• Tarea 1:
Responda con datos del texto sobre Toribio de Mogrovejo:
(a) ¿Qué prenda le regaló a un necesitado?
(b) ¿Qué palabra escribía antes de firmar los decretos que lo requerían?
(c) ¿Qué cargo tenía su cuñado Francisco Quiñones?
• Tarea 2: Convierta en una lista el párrafo del texto sobre Toribio de Mogrovejo que empieza con «Son abundantes los testimonios», conservando sus datos principales.
• Tarea 3: Continúe el texto sobre Toribio de Mogrovejo a partir de su última oración.

• Texto dado:
========================================

Toribio de Mogrovejo se destacó por su fuerza de trabajo. Desde muy de madrugada ya estaba levantado y repetía frecuentemente: «Nuestro gran tesoro es el momento presente. Tenemos que aprovecharlo para ganarnos con él la vida eterna. El Señor Dios nos tomará estricta cuenta del modo como hemos empleado nuestro tiempo». Su generosidad lo llevaba a repartir a los pobres todo lo que poseía. Un día al regalarle sus camisas a un necesitado le recomendó: «Váyase rápido, no sea que llegue mi hermana y no permita que Ud. se lleve la ropa que tengo para cambiarme».
Son abundantes los testimonios de su caridad, entrega y desinterés total por lo material: antes de poner su firma a cualquier decreto que lo requiriese, anteponía la palabra «gratis». En una ocasión, cuando se desató una terrible peste en la ciudad que causó innumerables muertos y enfermos, muchos de ellos pobres que abarrotaban los hospitales, le mandó decir a su cuñado Francisco Quiñones, alcalde de Lima, que gastase todo su dinero en socorrerlos y que si faltaba, que pidiese prestado que luego él lo devolvería. En otra ocasión, un altercado gravísimo entre dos nobles limeños terminó con la condena a muerte de uno de ellos. Solo el perdón del otro, que los ruegos de medio Lima no consiguieron, podía salvar de la ejecución al condenado. Ya a punto de realizarse el ajusticiamiento, el arzobispo de Lima fue a buscar al ofendido, se arrodilló a sus pies y suplicó por su perdón como si fuera para él mismo. Obtuvo el perdón.

========================================

(Datos recopilados)
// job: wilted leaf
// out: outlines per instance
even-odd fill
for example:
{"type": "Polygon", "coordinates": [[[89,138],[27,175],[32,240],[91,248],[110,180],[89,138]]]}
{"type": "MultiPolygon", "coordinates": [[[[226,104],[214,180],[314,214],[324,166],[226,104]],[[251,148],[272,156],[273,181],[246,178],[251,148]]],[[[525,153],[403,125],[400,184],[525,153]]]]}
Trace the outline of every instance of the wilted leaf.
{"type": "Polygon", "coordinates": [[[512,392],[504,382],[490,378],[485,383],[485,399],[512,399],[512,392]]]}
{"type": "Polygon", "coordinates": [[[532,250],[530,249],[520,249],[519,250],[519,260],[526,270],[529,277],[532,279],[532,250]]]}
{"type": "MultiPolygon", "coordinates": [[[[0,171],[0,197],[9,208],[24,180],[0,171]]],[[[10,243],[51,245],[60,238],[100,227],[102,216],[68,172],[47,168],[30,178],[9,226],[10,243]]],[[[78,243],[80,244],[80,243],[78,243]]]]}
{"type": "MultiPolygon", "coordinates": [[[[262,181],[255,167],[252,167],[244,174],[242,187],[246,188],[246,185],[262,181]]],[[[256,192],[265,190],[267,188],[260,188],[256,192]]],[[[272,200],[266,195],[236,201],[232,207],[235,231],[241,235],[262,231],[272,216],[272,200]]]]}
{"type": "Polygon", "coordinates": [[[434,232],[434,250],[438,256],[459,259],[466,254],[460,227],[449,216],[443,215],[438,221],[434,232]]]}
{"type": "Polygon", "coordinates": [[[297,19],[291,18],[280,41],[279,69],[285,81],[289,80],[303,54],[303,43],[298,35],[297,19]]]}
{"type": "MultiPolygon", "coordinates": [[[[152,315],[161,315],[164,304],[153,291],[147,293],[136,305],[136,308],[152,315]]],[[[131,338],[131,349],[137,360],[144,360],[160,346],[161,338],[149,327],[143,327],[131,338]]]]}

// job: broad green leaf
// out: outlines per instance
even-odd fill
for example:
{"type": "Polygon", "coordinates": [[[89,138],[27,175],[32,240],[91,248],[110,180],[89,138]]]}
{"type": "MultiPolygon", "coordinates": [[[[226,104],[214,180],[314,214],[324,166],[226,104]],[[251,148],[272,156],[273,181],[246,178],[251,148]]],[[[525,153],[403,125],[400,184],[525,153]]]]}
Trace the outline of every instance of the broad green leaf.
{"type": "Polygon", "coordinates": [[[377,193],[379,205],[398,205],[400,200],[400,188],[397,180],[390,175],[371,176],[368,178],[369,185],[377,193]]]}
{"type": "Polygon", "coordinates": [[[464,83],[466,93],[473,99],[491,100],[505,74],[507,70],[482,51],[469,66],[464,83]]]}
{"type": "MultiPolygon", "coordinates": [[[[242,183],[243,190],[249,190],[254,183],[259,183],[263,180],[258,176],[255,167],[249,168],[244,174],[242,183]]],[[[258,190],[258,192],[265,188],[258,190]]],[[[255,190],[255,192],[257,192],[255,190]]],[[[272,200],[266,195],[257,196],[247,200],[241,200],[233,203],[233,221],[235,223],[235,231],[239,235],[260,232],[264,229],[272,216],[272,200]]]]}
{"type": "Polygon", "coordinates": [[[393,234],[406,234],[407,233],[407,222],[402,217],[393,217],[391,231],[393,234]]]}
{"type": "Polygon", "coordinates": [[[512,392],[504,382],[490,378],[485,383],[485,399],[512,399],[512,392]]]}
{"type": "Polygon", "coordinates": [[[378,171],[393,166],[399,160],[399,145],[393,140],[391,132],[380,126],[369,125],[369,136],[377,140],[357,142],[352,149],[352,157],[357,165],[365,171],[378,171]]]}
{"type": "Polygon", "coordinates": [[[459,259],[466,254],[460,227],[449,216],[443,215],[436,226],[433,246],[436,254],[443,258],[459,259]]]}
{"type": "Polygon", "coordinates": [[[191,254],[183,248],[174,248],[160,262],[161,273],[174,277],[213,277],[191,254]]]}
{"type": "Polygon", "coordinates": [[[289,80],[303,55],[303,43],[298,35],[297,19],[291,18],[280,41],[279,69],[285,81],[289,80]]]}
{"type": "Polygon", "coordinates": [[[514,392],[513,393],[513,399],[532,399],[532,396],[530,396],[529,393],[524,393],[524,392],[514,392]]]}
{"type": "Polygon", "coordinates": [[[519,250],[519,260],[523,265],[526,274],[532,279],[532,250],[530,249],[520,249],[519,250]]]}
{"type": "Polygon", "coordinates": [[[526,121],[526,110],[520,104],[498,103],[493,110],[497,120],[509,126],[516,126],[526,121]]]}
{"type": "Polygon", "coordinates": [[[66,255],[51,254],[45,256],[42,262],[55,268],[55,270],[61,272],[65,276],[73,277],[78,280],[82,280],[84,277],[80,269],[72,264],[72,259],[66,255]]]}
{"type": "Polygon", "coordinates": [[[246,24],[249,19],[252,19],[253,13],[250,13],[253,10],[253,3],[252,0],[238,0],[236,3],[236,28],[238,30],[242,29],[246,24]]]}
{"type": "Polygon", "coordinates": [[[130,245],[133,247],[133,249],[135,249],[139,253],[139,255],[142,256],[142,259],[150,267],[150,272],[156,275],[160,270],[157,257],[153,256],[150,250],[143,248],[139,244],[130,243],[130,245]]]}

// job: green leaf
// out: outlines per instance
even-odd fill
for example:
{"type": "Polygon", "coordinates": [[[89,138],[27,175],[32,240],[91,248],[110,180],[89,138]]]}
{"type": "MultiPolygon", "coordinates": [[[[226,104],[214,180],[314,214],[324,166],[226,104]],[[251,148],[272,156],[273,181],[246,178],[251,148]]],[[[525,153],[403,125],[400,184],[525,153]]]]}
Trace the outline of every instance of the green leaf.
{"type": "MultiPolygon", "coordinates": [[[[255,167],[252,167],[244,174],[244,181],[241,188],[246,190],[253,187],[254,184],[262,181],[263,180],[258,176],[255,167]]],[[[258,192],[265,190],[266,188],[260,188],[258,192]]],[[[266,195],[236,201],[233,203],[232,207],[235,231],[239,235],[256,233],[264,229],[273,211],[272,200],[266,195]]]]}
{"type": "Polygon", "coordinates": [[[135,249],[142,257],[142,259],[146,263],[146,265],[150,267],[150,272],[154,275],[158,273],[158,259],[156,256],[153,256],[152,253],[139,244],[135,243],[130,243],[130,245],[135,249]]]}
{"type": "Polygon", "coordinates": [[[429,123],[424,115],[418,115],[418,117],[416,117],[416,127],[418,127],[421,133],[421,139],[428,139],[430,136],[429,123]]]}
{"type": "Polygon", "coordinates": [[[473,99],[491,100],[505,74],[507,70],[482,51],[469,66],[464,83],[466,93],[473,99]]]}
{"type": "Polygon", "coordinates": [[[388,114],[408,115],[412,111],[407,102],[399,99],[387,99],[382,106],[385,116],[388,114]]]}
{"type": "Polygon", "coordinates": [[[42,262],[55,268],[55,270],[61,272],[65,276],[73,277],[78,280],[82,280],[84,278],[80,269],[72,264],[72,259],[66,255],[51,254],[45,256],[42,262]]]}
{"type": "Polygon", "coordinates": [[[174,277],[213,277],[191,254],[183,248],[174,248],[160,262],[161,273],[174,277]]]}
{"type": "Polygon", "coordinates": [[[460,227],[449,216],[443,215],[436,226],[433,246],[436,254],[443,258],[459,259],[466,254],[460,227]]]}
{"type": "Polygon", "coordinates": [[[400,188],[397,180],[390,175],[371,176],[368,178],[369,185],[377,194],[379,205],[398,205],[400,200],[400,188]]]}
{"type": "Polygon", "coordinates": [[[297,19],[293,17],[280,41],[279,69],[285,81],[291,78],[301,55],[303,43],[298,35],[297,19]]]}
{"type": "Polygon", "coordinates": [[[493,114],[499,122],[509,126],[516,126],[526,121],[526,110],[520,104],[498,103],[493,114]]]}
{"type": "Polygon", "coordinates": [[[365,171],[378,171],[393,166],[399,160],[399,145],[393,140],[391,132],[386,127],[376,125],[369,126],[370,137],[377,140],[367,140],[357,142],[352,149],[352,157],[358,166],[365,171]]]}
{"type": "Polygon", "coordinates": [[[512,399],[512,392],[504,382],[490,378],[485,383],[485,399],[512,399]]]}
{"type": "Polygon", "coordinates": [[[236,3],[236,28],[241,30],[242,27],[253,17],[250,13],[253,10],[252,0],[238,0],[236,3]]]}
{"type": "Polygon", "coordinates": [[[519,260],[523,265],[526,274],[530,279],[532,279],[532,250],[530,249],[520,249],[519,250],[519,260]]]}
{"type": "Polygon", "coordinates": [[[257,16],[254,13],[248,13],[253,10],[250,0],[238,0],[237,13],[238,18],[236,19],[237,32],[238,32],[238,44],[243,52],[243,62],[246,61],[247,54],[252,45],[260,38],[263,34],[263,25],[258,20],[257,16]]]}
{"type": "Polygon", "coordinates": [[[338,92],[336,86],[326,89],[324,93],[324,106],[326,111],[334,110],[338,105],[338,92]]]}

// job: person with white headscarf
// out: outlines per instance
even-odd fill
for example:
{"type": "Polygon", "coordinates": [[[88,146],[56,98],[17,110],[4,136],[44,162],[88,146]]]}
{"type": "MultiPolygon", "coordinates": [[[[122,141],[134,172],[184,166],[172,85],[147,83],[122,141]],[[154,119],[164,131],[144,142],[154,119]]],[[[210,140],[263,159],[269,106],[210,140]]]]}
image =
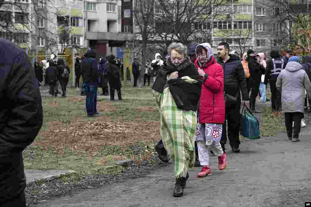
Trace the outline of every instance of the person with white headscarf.
{"type": "Polygon", "coordinates": [[[211,148],[218,157],[219,169],[224,169],[227,166],[226,154],[219,142],[225,116],[225,104],[222,67],[216,62],[211,45],[207,43],[199,45],[196,54],[197,58],[195,64],[203,80],[195,136],[199,160],[203,166],[198,177],[202,178],[211,174],[209,155],[211,148]]]}

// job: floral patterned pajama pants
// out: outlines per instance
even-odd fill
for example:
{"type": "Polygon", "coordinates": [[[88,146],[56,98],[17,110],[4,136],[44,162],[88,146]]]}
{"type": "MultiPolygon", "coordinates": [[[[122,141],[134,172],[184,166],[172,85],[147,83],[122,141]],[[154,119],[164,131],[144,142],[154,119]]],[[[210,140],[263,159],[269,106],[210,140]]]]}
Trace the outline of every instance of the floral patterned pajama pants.
{"type": "Polygon", "coordinates": [[[195,140],[197,145],[199,160],[202,165],[208,165],[209,151],[211,148],[217,157],[224,152],[219,141],[222,132],[222,124],[198,123],[195,140]]]}

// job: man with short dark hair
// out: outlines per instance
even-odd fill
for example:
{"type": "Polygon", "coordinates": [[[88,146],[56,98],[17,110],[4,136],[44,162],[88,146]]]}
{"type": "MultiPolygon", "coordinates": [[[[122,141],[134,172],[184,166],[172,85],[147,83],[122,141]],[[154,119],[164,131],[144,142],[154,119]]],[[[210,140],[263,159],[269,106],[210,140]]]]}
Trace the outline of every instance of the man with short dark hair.
{"type": "Polygon", "coordinates": [[[286,51],[286,55],[282,58],[282,60],[284,61],[285,64],[284,67],[286,66],[286,64],[288,62],[288,59],[293,56],[293,51],[290,49],[289,49],[286,51]]]}
{"type": "MultiPolygon", "coordinates": [[[[240,58],[236,55],[229,54],[230,48],[227,43],[218,45],[217,62],[222,66],[224,79],[224,91],[227,98],[226,102],[226,119],[228,122],[228,136],[232,151],[239,152],[239,147],[240,110],[241,108],[240,90],[242,92],[243,103],[249,100],[247,92],[245,75],[243,65],[240,58]],[[238,118],[238,121],[237,119],[238,118]]],[[[226,123],[223,126],[223,131],[220,140],[223,150],[225,152],[225,145],[227,142],[226,123]]]]}
{"type": "Polygon", "coordinates": [[[81,64],[81,74],[86,84],[86,106],[89,117],[101,115],[97,111],[97,77],[101,74],[97,71],[96,56],[95,51],[89,50],[81,64]]]}
{"type": "MultiPolygon", "coordinates": [[[[1,3],[0,3],[1,5],[1,3]]],[[[0,205],[26,206],[26,178],[22,152],[42,126],[39,82],[23,50],[0,39],[0,205]]]]}

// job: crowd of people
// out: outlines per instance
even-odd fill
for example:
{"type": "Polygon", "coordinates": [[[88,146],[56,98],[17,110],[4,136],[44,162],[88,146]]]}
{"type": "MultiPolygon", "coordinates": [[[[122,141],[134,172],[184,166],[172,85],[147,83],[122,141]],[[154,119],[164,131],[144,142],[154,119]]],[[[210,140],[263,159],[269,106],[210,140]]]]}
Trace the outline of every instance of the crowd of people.
{"type": "Polygon", "coordinates": [[[230,53],[225,42],[218,45],[218,58],[208,43],[192,43],[188,48],[172,43],[166,59],[159,63],[157,54],[151,65],[156,71],[152,88],[161,117],[161,139],[155,148],[161,160],[168,162],[169,155],[174,163],[175,197],[183,196],[191,168],[202,167],[198,177],[211,174],[210,153],[218,157],[219,169],[225,169],[227,137],[232,151],[240,152],[243,126],[237,119],[241,104],[247,106],[249,101],[251,110],[260,113],[257,97],[269,101],[268,82],[272,110],[285,114],[286,140],[299,141],[305,99],[311,97],[311,56],[304,57],[302,64],[290,50],[282,57],[280,51],[272,50],[268,58],[249,49],[241,60],[230,53]]]}

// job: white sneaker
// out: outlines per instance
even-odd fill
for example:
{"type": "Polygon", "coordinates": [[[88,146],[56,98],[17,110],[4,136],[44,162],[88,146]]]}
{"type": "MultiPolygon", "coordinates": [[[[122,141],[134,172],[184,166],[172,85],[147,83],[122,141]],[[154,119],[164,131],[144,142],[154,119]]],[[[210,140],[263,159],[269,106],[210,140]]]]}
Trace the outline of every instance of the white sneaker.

========================================

• Respuesta 1:
(a) Sus camisas.
(b) La palabra «gratis».
(c) Era alcalde de Lima.

• Respuesta 2:
- Hay abundantes testimonios de su caridad, entrega y desinterés total por lo material.
- Antes de firmar cualquier decreto que lo requiriese, anteponía la palabra «gratis».
- Durante una terrible peste que llenó los hospitales de enfermos, muchos de ellos pobres, pidió a su cuñado Francisco Quiñones, alcalde de Lima, que gastara todo su dinero en socorrerlos y que, si faltaba, pidiera prestado, porque él lo devolvería.
- Cuando uno de dos nobles limeños fue condenado a muerte tras un altercado gravísimo, solo el perdón del otro podía salvarlo, y los ruegos de medio Lima no lo habían conseguido.
- Justo antes de la ejecución, el arzobispo de Lima se arrodilló ante el ofendido, suplicó su perdón como si fuera para él mismo y lo obtuvo.

• Respuesta 3:
Fue, además, uno de los eclesiásticos contrarios a las corridas de toros. Mandaba cerrar las ventanas de su casa cuando había corridas en la plaza, que es donde antes se hacían, y prohibió a su familia asistir a ellas. La Iglesia solía oponerse a estas tanto por el peligro de morir sin confesión al que se exponían los hombres combatientes, como por la promiscuidad pecaminosa que existía entre hombres y mujeres en las gradas, que le escandalizaba.
Respecto a su labor pastoral entre los pueblos indígenas, buscaba la manera de hacerse entender por estos, bien fuera aprendiendo y hablándoles en su propia lengua o, cuando la lengua de estos le era desconocida, buscando otras maneras, como varias veces le sucedió. Su interés por los indígenas no se limitaba a la evangelización, pues se empeñó en mejorar sus condiciones de vida, especialmente de aquellos empleados en las grandes propiedades rurales y en las minas. Reivindicó que sus derechos fuesen debidamente respetados por los españoles y que hubiese verdadera armonía entre las clases sociales, como preconizaba la Escuela de Salamanca, que había conocido en sus años de estudio en España.
Convocó y presidió el III Concilio Limense (1582-1583), al cual asistieron prelados de toda Hispanoamérica, y en el que se trataron asuntos relativos a la evangelización de los indígenas. De esta asamblea se obtuvieron importantes normas de pastoral, como la predicación en las lenguas nativas, para lo cual fue creada una facultad de lenguas nativas en la Universidad de San Marcos y la catequesis a los esclavos negros, así como la impresión del catecismo en idiomas castellano, quechua y aimara que se constituirían en los primeros textos impresos en Sudamérica.